**PROVIDED DATA:**
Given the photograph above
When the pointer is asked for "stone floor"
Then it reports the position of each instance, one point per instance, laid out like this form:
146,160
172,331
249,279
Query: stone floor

**WHAT YOU ARE ASKED TO DO:** Output every record exactly as written, with nothing dropped.

**ANSWER FOR THE TASK:**
Given the photograph above
When the pointer is asked for "stone floor"
Then it reports the position of each instance, one point per instance, laid out like this form:
146,160
172,331
249,279
Query: stone floor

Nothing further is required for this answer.